═══ Available data ═══
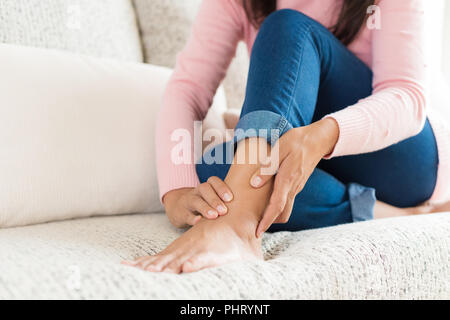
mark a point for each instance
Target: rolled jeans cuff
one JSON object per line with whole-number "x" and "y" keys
{"x": 362, "y": 202}
{"x": 263, "y": 124}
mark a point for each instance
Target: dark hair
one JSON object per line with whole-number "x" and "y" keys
{"x": 351, "y": 18}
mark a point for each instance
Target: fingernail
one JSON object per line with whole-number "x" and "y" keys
{"x": 256, "y": 181}
{"x": 221, "y": 209}
{"x": 212, "y": 213}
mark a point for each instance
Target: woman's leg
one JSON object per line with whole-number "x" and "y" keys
{"x": 300, "y": 72}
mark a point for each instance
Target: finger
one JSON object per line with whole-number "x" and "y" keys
{"x": 208, "y": 194}
{"x": 197, "y": 204}
{"x": 221, "y": 188}
{"x": 282, "y": 187}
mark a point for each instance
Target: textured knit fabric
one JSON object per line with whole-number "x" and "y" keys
{"x": 395, "y": 111}
{"x": 403, "y": 258}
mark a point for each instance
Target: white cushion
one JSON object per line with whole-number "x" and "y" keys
{"x": 101, "y": 28}
{"x": 402, "y": 258}
{"x": 76, "y": 135}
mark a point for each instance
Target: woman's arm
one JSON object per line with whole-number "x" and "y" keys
{"x": 200, "y": 68}
{"x": 396, "y": 110}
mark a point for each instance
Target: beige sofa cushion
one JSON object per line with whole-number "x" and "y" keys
{"x": 102, "y": 28}
{"x": 165, "y": 27}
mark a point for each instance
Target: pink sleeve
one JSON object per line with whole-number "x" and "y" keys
{"x": 201, "y": 66}
{"x": 396, "y": 110}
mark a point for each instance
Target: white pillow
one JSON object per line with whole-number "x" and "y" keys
{"x": 76, "y": 136}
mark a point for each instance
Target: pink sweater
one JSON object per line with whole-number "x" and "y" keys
{"x": 397, "y": 109}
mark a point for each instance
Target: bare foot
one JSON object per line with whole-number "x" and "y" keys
{"x": 229, "y": 238}
{"x": 383, "y": 210}
{"x": 210, "y": 243}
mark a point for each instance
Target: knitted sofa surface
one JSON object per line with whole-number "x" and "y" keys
{"x": 398, "y": 258}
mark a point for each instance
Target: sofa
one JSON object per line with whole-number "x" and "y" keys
{"x": 398, "y": 258}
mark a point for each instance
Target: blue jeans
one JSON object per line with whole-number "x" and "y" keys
{"x": 299, "y": 72}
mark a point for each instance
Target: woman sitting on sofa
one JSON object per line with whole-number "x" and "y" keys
{"x": 336, "y": 96}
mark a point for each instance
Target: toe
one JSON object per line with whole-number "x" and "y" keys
{"x": 194, "y": 264}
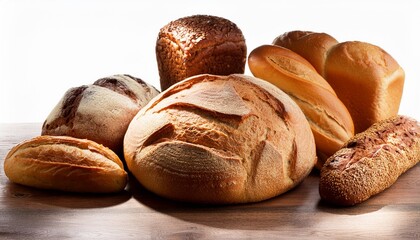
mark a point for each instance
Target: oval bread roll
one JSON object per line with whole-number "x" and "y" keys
{"x": 65, "y": 163}
{"x": 101, "y": 111}
{"x": 219, "y": 140}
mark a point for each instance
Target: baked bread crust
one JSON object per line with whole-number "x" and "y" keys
{"x": 365, "y": 77}
{"x": 199, "y": 44}
{"x": 66, "y": 164}
{"x": 101, "y": 111}
{"x": 220, "y": 140}
{"x": 371, "y": 161}
{"x": 330, "y": 120}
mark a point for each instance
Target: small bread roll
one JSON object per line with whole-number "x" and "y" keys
{"x": 365, "y": 77}
{"x": 219, "y": 140}
{"x": 199, "y": 44}
{"x": 100, "y": 112}
{"x": 66, "y": 164}
{"x": 371, "y": 161}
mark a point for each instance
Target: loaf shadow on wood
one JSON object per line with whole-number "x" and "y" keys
{"x": 283, "y": 211}
{"x": 63, "y": 199}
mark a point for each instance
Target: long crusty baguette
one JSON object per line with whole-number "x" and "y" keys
{"x": 366, "y": 78}
{"x": 330, "y": 121}
{"x": 371, "y": 161}
{"x": 66, "y": 164}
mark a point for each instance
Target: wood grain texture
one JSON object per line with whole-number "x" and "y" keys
{"x": 27, "y": 213}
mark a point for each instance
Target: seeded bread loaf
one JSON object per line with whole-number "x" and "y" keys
{"x": 371, "y": 161}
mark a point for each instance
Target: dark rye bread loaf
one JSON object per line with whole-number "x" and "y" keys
{"x": 371, "y": 161}
{"x": 101, "y": 111}
{"x": 199, "y": 44}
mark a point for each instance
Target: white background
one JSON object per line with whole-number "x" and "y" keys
{"x": 46, "y": 47}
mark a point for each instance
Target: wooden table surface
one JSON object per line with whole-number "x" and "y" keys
{"x": 27, "y": 213}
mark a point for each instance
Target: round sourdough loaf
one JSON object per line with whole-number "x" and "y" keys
{"x": 220, "y": 140}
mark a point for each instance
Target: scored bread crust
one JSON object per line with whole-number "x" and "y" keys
{"x": 65, "y": 163}
{"x": 330, "y": 120}
{"x": 220, "y": 139}
{"x": 101, "y": 111}
{"x": 199, "y": 44}
{"x": 366, "y": 78}
{"x": 371, "y": 161}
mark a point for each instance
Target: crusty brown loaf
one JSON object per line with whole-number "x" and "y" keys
{"x": 330, "y": 121}
{"x": 199, "y": 44}
{"x": 220, "y": 139}
{"x": 100, "y": 112}
{"x": 371, "y": 162}
{"x": 365, "y": 77}
{"x": 65, "y": 163}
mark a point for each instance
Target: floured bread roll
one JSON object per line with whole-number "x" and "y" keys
{"x": 219, "y": 140}
{"x": 199, "y": 44}
{"x": 100, "y": 112}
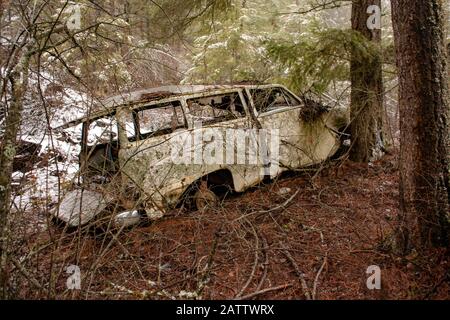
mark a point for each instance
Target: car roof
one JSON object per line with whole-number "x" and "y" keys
{"x": 109, "y": 105}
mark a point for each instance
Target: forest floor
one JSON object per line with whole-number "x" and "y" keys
{"x": 305, "y": 235}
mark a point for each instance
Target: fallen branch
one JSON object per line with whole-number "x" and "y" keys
{"x": 299, "y": 273}
{"x": 260, "y": 212}
{"x": 318, "y": 275}
{"x": 256, "y": 293}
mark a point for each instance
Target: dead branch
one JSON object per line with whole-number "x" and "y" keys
{"x": 256, "y": 293}
{"x": 298, "y": 271}
{"x": 325, "y": 259}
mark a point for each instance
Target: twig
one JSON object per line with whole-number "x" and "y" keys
{"x": 318, "y": 275}
{"x": 281, "y": 206}
{"x": 25, "y": 273}
{"x": 256, "y": 293}
{"x": 255, "y": 264}
{"x": 299, "y": 273}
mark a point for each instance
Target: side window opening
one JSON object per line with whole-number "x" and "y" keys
{"x": 217, "y": 108}
{"x": 99, "y": 154}
{"x": 160, "y": 119}
{"x": 272, "y": 98}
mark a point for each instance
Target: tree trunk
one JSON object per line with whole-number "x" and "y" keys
{"x": 366, "y": 108}
{"x": 424, "y": 104}
{"x": 19, "y": 82}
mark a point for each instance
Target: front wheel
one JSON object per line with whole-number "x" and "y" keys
{"x": 204, "y": 198}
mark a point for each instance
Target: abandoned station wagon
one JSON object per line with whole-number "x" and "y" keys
{"x": 146, "y": 152}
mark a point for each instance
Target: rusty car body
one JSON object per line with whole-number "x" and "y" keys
{"x": 130, "y": 155}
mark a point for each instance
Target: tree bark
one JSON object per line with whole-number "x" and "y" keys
{"x": 424, "y": 106}
{"x": 366, "y": 108}
{"x": 19, "y": 83}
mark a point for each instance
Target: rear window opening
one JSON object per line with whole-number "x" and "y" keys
{"x": 217, "y": 108}
{"x": 159, "y": 119}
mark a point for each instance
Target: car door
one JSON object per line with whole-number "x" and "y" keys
{"x": 276, "y": 111}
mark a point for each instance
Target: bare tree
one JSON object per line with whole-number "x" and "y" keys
{"x": 424, "y": 104}
{"x": 367, "y": 85}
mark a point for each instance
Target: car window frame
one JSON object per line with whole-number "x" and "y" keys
{"x": 284, "y": 90}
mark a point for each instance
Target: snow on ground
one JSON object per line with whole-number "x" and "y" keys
{"x": 59, "y": 149}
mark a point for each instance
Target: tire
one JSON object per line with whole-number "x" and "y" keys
{"x": 205, "y": 198}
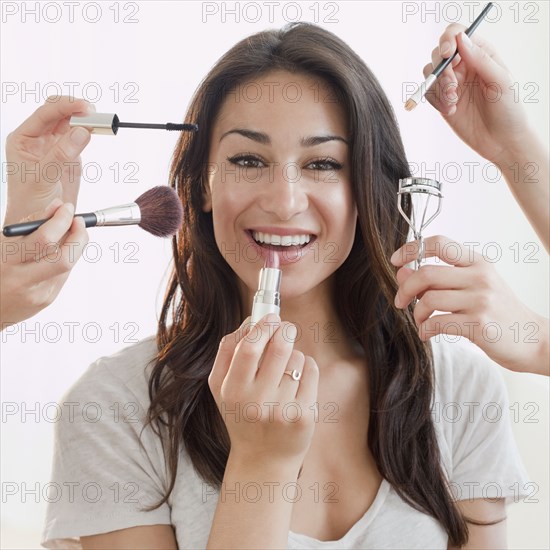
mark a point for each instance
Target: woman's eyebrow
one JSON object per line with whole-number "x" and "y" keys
{"x": 264, "y": 139}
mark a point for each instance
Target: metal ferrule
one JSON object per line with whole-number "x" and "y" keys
{"x": 125, "y": 214}
{"x": 97, "y": 123}
{"x": 268, "y": 287}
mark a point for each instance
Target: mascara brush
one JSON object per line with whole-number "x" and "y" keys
{"x": 158, "y": 211}
{"x": 109, "y": 123}
{"x": 415, "y": 99}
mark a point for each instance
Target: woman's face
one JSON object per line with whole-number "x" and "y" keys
{"x": 279, "y": 172}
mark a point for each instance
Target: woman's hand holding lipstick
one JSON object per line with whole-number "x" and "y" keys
{"x": 479, "y": 305}
{"x": 251, "y": 391}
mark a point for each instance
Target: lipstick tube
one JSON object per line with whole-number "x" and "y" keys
{"x": 267, "y": 298}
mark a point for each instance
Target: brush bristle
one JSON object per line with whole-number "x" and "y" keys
{"x": 161, "y": 211}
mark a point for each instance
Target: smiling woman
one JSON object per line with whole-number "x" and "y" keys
{"x": 227, "y": 452}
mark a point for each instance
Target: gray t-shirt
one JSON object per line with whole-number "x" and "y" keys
{"x": 103, "y": 475}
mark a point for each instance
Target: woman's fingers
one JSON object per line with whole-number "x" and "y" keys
{"x": 276, "y": 356}
{"x": 428, "y": 277}
{"x": 224, "y": 356}
{"x": 40, "y": 242}
{"x": 307, "y": 389}
{"x": 47, "y": 117}
{"x": 60, "y": 259}
{"x": 480, "y": 60}
{"x": 451, "y": 252}
{"x": 441, "y": 300}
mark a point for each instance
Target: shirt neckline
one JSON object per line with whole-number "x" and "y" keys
{"x": 357, "y": 528}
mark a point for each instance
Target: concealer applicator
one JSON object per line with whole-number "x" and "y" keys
{"x": 158, "y": 211}
{"x": 415, "y": 99}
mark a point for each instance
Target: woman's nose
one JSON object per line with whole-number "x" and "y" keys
{"x": 283, "y": 193}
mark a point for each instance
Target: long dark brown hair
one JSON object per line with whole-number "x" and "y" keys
{"x": 202, "y": 302}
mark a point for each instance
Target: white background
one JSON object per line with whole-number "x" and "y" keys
{"x": 157, "y": 61}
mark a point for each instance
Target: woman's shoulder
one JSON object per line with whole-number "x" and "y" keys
{"x": 123, "y": 374}
{"x": 463, "y": 369}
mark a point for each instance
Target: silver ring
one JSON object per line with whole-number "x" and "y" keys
{"x": 295, "y": 374}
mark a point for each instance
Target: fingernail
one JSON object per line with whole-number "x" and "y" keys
{"x": 445, "y": 49}
{"x": 291, "y": 333}
{"x": 466, "y": 40}
{"x": 273, "y": 318}
{"x": 79, "y": 135}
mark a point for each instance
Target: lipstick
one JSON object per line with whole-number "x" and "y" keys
{"x": 267, "y": 298}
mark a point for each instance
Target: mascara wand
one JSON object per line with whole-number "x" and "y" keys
{"x": 109, "y": 123}
{"x": 158, "y": 211}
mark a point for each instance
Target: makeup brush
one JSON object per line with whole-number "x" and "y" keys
{"x": 109, "y": 123}
{"x": 158, "y": 211}
{"x": 414, "y": 100}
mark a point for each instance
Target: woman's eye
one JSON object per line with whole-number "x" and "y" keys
{"x": 251, "y": 161}
{"x": 246, "y": 161}
{"x": 326, "y": 164}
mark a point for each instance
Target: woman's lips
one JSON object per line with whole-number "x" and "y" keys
{"x": 287, "y": 254}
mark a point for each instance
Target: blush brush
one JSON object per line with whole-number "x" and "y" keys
{"x": 158, "y": 211}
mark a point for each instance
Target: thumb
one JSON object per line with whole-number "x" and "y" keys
{"x": 224, "y": 357}
{"x": 45, "y": 213}
{"x": 477, "y": 58}
{"x": 68, "y": 148}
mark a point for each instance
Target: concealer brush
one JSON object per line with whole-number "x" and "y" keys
{"x": 158, "y": 211}
{"x": 109, "y": 123}
{"x": 415, "y": 99}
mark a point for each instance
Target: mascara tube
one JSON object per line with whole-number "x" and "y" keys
{"x": 267, "y": 298}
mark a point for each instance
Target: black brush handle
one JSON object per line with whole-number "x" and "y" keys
{"x": 26, "y": 228}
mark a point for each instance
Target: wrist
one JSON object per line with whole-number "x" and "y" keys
{"x": 528, "y": 149}
{"x": 263, "y": 467}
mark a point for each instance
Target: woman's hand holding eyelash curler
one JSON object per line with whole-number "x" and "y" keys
{"x": 479, "y": 305}
{"x": 269, "y": 415}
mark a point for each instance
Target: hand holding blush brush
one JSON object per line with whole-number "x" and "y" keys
{"x": 158, "y": 211}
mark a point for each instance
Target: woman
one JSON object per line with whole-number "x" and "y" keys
{"x": 203, "y": 440}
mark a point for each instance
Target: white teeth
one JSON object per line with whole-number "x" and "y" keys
{"x": 286, "y": 240}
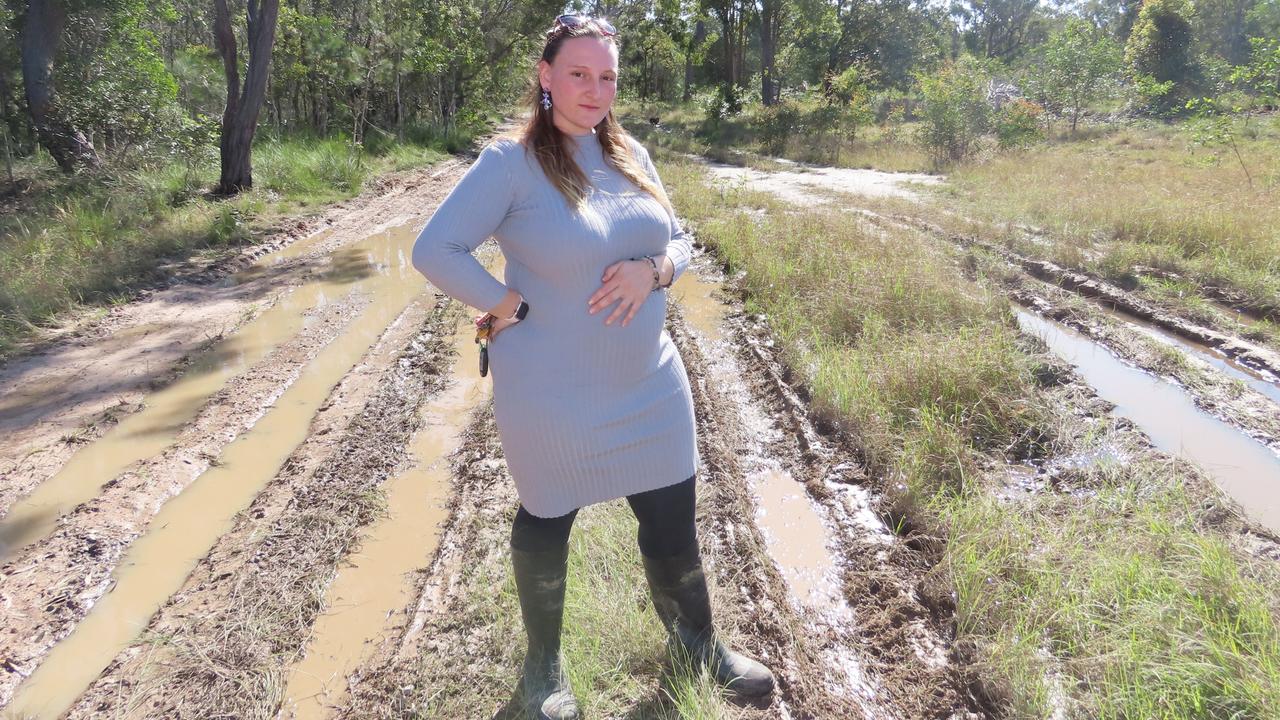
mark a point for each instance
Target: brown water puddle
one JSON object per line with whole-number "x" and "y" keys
{"x": 1243, "y": 468}
{"x": 1261, "y": 381}
{"x": 151, "y": 429}
{"x": 187, "y": 525}
{"x": 792, "y": 524}
{"x": 373, "y": 592}
{"x": 792, "y": 528}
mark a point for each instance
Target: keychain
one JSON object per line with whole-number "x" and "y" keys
{"x": 484, "y": 324}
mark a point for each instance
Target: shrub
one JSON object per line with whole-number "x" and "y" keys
{"x": 1018, "y": 123}
{"x": 955, "y": 112}
{"x": 1160, "y": 57}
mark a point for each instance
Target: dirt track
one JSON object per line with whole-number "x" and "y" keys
{"x": 862, "y": 629}
{"x": 225, "y": 637}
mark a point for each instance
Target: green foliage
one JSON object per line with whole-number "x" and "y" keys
{"x": 1214, "y": 126}
{"x": 1018, "y": 123}
{"x": 1262, "y": 74}
{"x": 776, "y": 123}
{"x": 955, "y": 110}
{"x": 115, "y": 85}
{"x": 1160, "y": 57}
{"x": 1075, "y": 62}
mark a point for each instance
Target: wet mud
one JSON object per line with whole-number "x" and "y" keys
{"x": 247, "y": 610}
{"x": 332, "y": 295}
{"x": 78, "y": 387}
{"x": 808, "y": 575}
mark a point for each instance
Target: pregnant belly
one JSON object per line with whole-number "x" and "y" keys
{"x": 567, "y": 346}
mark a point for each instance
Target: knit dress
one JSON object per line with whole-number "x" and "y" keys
{"x": 585, "y": 411}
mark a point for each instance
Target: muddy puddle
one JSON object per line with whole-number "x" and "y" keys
{"x": 1261, "y": 381}
{"x": 373, "y": 593}
{"x": 796, "y": 529}
{"x": 1242, "y": 466}
{"x": 188, "y": 524}
{"x": 362, "y": 267}
{"x": 798, "y": 186}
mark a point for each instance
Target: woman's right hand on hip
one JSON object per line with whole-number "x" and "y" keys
{"x": 498, "y": 326}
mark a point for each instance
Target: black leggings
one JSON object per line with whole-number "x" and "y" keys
{"x": 666, "y": 519}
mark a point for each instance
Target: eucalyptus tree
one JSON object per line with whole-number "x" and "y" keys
{"x": 41, "y": 41}
{"x": 243, "y": 100}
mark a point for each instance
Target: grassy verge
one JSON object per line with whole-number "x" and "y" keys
{"x": 90, "y": 240}
{"x": 1120, "y": 591}
{"x": 1144, "y": 208}
{"x": 739, "y": 140}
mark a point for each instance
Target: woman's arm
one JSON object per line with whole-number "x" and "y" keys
{"x": 680, "y": 246}
{"x": 465, "y": 219}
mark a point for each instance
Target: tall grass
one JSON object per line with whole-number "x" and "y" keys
{"x": 1144, "y": 196}
{"x": 1115, "y": 593}
{"x": 90, "y": 240}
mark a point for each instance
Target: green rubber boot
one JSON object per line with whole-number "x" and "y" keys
{"x": 680, "y": 597}
{"x": 540, "y": 584}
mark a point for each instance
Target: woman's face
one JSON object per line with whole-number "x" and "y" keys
{"x": 583, "y": 82}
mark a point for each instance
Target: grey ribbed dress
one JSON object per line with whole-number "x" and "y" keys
{"x": 585, "y": 411}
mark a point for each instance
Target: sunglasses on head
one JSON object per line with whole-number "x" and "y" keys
{"x": 575, "y": 21}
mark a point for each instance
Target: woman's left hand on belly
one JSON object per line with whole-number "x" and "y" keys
{"x": 627, "y": 282}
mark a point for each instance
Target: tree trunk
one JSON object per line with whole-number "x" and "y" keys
{"x": 41, "y": 36}
{"x": 771, "y": 27}
{"x": 240, "y": 118}
{"x": 699, "y": 36}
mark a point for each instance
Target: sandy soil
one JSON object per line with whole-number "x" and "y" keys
{"x": 876, "y": 641}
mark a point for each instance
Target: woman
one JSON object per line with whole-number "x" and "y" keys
{"x": 590, "y": 397}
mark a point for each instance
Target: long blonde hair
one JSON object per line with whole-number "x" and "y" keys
{"x": 551, "y": 146}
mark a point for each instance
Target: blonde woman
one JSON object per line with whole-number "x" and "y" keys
{"x": 590, "y": 397}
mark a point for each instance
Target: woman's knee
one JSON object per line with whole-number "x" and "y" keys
{"x": 667, "y": 518}
{"x": 531, "y": 533}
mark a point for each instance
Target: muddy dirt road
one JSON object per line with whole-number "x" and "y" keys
{"x": 272, "y": 481}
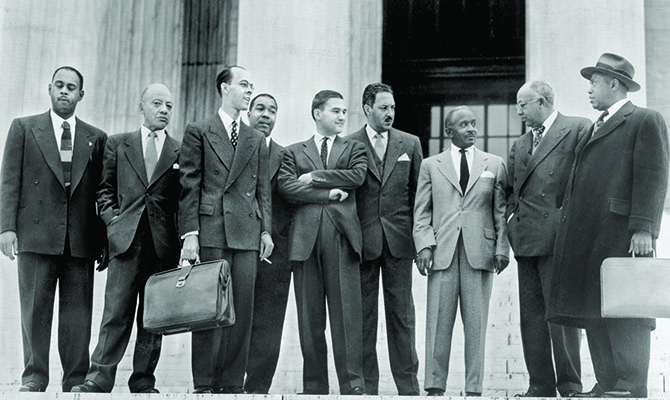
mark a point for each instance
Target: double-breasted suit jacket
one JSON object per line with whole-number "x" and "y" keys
{"x": 225, "y": 192}
{"x": 442, "y": 212}
{"x": 536, "y": 185}
{"x": 125, "y": 193}
{"x": 347, "y": 165}
{"x": 59, "y": 235}
{"x": 35, "y": 202}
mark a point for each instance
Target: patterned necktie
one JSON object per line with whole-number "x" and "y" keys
{"x": 465, "y": 172}
{"x": 324, "y": 152}
{"x": 600, "y": 121}
{"x": 66, "y": 152}
{"x": 379, "y": 147}
{"x": 537, "y": 133}
{"x": 233, "y": 135}
{"x": 151, "y": 155}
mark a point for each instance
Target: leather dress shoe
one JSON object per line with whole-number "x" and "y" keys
{"x": 203, "y": 390}
{"x": 31, "y": 387}
{"x": 537, "y": 392}
{"x": 589, "y": 394}
{"x": 231, "y": 390}
{"x": 620, "y": 394}
{"x": 356, "y": 391}
{"x": 147, "y": 389}
{"x": 87, "y": 387}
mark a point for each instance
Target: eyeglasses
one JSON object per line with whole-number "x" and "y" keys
{"x": 522, "y": 106}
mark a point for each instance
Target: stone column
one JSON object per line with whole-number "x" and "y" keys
{"x": 294, "y": 49}
{"x": 563, "y": 37}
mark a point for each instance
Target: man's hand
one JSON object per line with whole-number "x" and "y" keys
{"x": 640, "y": 243}
{"x": 190, "y": 250}
{"x": 500, "y": 264}
{"x": 306, "y": 178}
{"x": 424, "y": 261}
{"x": 266, "y": 246}
{"x": 338, "y": 194}
{"x": 9, "y": 244}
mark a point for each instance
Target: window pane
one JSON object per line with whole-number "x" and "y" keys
{"x": 435, "y": 122}
{"x": 498, "y": 146}
{"x": 497, "y": 120}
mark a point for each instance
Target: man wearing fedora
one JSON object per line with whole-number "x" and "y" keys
{"x": 612, "y": 208}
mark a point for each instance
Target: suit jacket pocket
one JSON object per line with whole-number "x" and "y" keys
{"x": 206, "y": 209}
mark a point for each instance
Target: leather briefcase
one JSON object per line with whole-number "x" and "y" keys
{"x": 191, "y": 298}
{"x": 635, "y": 287}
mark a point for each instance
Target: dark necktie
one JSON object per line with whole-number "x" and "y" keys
{"x": 324, "y": 152}
{"x": 233, "y": 135}
{"x": 66, "y": 152}
{"x": 465, "y": 172}
{"x": 151, "y": 155}
{"x": 600, "y": 121}
{"x": 537, "y": 133}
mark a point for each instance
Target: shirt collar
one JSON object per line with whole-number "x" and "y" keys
{"x": 371, "y": 133}
{"x": 228, "y": 120}
{"x": 614, "y": 108}
{"x": 57, "y": 121}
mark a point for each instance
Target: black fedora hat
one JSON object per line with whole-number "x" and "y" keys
{"x": 616, "y": 67}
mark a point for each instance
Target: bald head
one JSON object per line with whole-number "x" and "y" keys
{"x": 156, "y": 106}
═══
Work instructions:
Report every line of the records that contains the string "belly", with case counting.

Output below:
Target: pregnant belly
Target: woman's left hand on belly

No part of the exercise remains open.